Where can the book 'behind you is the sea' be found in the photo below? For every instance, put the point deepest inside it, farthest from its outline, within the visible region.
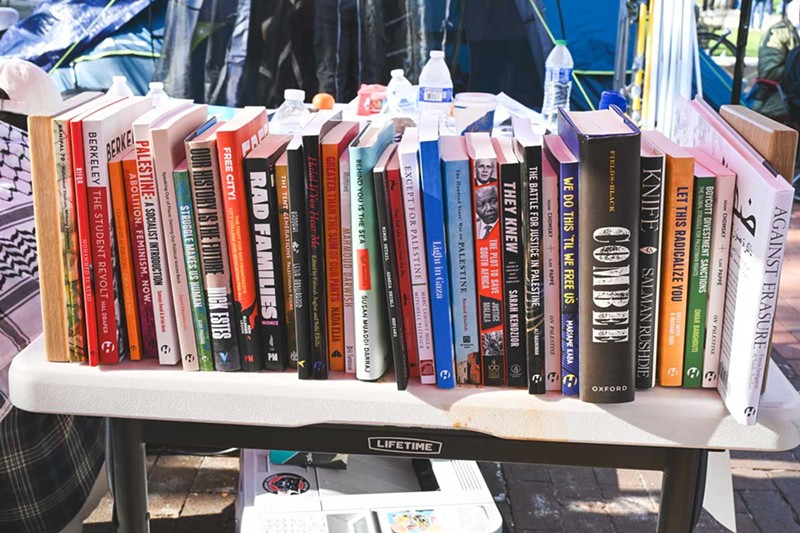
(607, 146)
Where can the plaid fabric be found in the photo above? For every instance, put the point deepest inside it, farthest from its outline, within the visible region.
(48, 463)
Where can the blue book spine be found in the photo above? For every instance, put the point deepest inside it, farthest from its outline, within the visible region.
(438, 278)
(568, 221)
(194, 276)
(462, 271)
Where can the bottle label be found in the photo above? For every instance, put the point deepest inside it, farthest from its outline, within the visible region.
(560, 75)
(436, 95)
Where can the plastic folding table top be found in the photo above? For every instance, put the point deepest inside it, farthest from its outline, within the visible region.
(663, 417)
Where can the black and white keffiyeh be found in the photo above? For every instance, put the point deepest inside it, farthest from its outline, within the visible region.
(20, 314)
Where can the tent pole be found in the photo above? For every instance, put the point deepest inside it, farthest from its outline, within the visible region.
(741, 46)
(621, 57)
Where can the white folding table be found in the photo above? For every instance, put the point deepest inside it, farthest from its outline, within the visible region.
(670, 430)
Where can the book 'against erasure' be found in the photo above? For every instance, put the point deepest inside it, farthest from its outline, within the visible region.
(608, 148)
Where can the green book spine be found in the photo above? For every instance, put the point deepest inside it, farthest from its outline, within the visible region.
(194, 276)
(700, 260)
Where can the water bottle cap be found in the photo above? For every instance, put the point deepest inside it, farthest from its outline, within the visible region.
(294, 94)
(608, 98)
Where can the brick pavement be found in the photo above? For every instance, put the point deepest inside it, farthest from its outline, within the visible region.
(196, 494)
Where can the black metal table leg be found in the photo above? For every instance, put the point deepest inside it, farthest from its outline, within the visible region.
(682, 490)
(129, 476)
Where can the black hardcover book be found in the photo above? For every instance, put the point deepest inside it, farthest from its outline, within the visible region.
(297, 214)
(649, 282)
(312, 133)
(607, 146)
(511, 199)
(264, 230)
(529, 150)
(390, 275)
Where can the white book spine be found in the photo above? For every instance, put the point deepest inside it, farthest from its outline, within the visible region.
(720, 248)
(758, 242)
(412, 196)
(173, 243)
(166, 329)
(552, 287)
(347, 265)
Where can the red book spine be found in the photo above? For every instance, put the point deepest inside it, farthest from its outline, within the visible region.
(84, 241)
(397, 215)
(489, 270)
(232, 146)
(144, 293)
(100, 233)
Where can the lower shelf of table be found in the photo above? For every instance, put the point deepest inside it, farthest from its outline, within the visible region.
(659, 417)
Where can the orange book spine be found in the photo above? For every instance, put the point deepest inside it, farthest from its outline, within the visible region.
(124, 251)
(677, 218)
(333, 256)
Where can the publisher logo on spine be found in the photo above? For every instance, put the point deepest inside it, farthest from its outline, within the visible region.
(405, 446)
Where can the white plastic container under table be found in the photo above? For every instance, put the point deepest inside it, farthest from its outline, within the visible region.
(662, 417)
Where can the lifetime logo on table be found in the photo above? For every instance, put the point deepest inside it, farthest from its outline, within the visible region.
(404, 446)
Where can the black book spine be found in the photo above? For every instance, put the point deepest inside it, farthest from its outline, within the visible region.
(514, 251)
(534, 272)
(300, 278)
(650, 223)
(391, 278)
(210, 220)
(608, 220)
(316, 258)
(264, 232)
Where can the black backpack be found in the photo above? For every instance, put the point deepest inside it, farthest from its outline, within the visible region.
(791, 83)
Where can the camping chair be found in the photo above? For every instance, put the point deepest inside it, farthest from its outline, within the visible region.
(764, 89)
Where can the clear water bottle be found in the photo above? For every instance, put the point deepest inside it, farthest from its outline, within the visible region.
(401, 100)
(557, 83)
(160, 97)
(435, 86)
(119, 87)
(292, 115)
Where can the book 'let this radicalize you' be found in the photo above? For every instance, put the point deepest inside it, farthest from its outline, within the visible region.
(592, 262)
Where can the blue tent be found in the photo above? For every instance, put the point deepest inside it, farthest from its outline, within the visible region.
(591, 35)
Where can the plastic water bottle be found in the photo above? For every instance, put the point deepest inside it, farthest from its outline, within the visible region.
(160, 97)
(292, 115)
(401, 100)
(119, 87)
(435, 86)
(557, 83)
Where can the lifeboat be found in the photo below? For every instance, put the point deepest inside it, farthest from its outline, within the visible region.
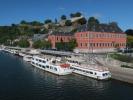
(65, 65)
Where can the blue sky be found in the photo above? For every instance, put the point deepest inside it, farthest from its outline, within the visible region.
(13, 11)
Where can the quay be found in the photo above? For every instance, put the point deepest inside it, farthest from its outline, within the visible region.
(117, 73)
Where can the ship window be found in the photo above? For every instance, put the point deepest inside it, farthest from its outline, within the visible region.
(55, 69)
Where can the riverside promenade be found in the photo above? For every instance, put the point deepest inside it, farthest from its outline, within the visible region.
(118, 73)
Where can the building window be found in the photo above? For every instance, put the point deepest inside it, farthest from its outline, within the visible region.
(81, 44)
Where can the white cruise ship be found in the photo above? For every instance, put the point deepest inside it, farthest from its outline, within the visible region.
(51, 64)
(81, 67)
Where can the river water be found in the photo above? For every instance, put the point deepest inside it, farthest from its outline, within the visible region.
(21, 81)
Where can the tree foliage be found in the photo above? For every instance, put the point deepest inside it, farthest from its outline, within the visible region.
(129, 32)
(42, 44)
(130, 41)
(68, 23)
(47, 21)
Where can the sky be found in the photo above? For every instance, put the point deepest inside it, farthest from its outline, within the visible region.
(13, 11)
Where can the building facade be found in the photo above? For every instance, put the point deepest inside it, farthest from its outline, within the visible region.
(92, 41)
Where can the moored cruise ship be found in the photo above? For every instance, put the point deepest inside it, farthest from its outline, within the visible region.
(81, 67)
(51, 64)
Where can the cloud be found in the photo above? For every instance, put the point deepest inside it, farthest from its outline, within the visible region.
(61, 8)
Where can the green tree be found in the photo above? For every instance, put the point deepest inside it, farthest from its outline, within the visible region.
···
▶ _The exercise_
Rewrite all of the lines above, changing "farthest from its outline" to "most distant from its edge" everywhere and keeping everything else the same. Leave out the pictures.

▶ _Task output_
Where can the book 'behind you is the sea' be found in the photo below? For every instance, put the point deepest inside it, most distant from its edge, within the visible region.
(607, 146)
Where can the plaid fabric be found in the photo above? For every instance, put the point deepest inside it, most distant from its edge, within the visible region.
(48, 463)
Where can the blue book spine be found in the photo above? For every instance, put the point deepest inside it, most distant from its edge, within the visible region.
(438, 278)
(568, 221)
(194, 276)
(462, 271)
Where can the bottle label be found in the photo above? For every instance, put the point deepest inside it, most distant from its edge, within the visible region.
(560, 75)
(436, 95)
Where can the plastic folding table top be found in the photo above? For every instance, put the point deepest inside it, most distant from its edge, within the visible region.
(663, 417)
Where can the black and white keffiyeh be found in the photo above? For every instance, put the point deepest inside it, most distant from its edge, within the visible region.
(20, 314)
Where can the tent pole be found in the photo above? For every instance, put the point deepest inside it, most distant from its edge, within the visible region.
(741, 46)
(621, 57)
Where can the white folding table be found in the photo above? For every instance, put the point deepest inside it, most distant from its edge, within the visible region.
(670, 430)
Where can the book 'against erasure' be found in the photo above? For every instance, put the point deepest inside it, most distant from its edge, within the visible region.
(608, 148)
Where can the green book spine be found in the photo above? For every instance, put the point deepest inside it, most distant from its edge, within the visible region.
(194, 276)
(700, 260)
Where can the water bottle cap be found in the photo above? For every instance, put the point deepest inside it, most distant from its edge, within the visible region.
(294, 94)
(608, 98)
Where can the brick pavement be found in the photo above? For every instance, put the point deepest inside it, most distant from its edge, within the visible region.
(196, 494)
Where can the black metal table leg be found in the photo above? For every instance, put the point deepest inside it, most distant from its edge, within the visible region.
(682, 490)
(129, 476)
Where can the black hardcover book be found in the photo above? For every instance, put the point deepest inside it, most distant from its edge, within the visible region.
(297, 214)
(649, 282)
(312, 133)
(607, 146)
(511, 199)
(264, 230)
(529, 150)
(390, 275)
Where can the white book spine be found in the photo above? For every instance, put the point deepest inside it, most distant from its edge, within the visible region.
(720, 248)
(758, 242)
(412, 196)
(173, 243)
(166, 329)
(552, 287)
(347, 265)
Where can the red book spine be found in the photo above? For every instance, put the point deepest inside it, most distant from its edge, within the visible region.
(84, 241)
(397, 215)
(489, 270)
(232, 146)
(144, 293)
(100, 233)
Where can the lower shelf of table be found in the photo above? For every instance, put the point deepest inside it, most distant from its edge, within the visible region.
(659, 417)
Where can the orange book spine be found in the photo above? For every instance, put the point deepest inside it, most distant from its edge, within the visible region.
(124, 251)
(677, 218)
(333, 256)
Where can the publisher logo on spine be found in the photo above? For every instance, put the point deepest inside it, most distant from its edge, within the visible region.
(405, 446)
Where can the white plastic container under table be found in the photo above? For every instance, put the point deepest inside it, most distant from its edge, within the visible region.
(662, 417)
Where can the lifetime logo on table be found in the photo above? For every instance, put the point deepest inside it, most distant from its edge, within the visible region.
(404, 446)
Where can the black book spine be found in the photo above? For every instance, put the point deepest inside it, most distant from its edge, within the visible region.
(514, 251)
(534, 272)
(300, 278)
(650, 223)
(391, 278)
(210, 220)
(608, 220)
(316, 258)
(264, 232)
Where can the black backpack be found in the photo above? For every instance, put the point deepest inside it, most distant from its edge, within the visible region.
(791, 83)
Where can the camping chair be found in the photo above? For every instance, put the point deepest inside it, most distant from its edge, within the visible region.
(764, 89)
Where can the clear water bottle be found in the photo above? For every instance, put the point deepest inside it, most distant from its edge, within the visible region.
(401, 100)
(557, 83)
(160, 97)
(435, 86)
(119, 87)
(292, 115)
Where can the book 'let this radicalize you' be found in the photo above? For every instance, put the point deepest inside it, most distant from its edge, within the visible region.
(592, 262)
Where can the blue tent be found in the photo above? For every instance, put the point deepest inside it, most distant from its edge, within the visible region.
(591, 35)
Where can the plastic water bottle be found in the photo above? For every instance, put the point deepest inside it, most distant from its edge, within the visible region.
(160, 97)
(292, 115)
(401, 100)
(119, 87)
(435, 86)
(557, 83)
Where can the lifeboat be found in the photo below? For every instance, put the point deepest inside it, most distant from its edge, within the visible region.
(65, 65)
Where can the blue sky be found in the photo above? For every instance, put the point deepest inside it, most distant from its edge, within the visible region.
(13, 11)
Where can the quay be found in the photo above? For every instance, put the point deepest inside it, most distant from its edge, within the visible region.
(117, 73)
Where can the ship window be found in the photo above? For every instance, put the point deepest inside it, most distant from its edge, within the visible region.
(55, 69)
Where can the riverside promenade be found in the photo above? For every instance, put the point deepest inside it, most distant from its edge, within the visible region.
(118, 73)
Where can the building window be found in the photo above? For every instance, put the point deepest inside it, most distant from its edge, within the visible region.
(81, 44)
Where can the white cruise ship be found in the photo above? For every instance, put the point deepest inside it, most distant from its edge, within the visible region.
(51, 64)
(81, 67)
Where can the river water be found in the photo above? For every instance, put the point deepest inside it, most distant from its edge, within the visible region.
(21, 81)
Where can the tree foliage be found in the photo above? For every instance, put the point deepest inside it, most distant from its edge, within the visible region.
(129, 32)
(42, 44)
(130, 41)
(68, 23)
(47, 21)
Where can the sky be found in the photo above? For every instance, put the point deepest inside it, most distant from its edge, within the visible region.
(13, 11)
Where can the building facade be found in the photo above? For every instance, put the point deepest inside it, most distant from its edge, within the visible region.
(92, 41)
Where can the moored cruise ship be found in the photo above? For every instance, put the point deepest inside it, most distant from its edge, within the visible region.
(81, 67)
(51, 64)
Where can the cloud be found in the photo above? For every instance, put the point deepest inside it, most distant from its edge, within the visible region.
(61, 8)
Where can the green tree be found in the photo above? For every instance, put the point deepest inside it, most distant from its edge, within the visible region.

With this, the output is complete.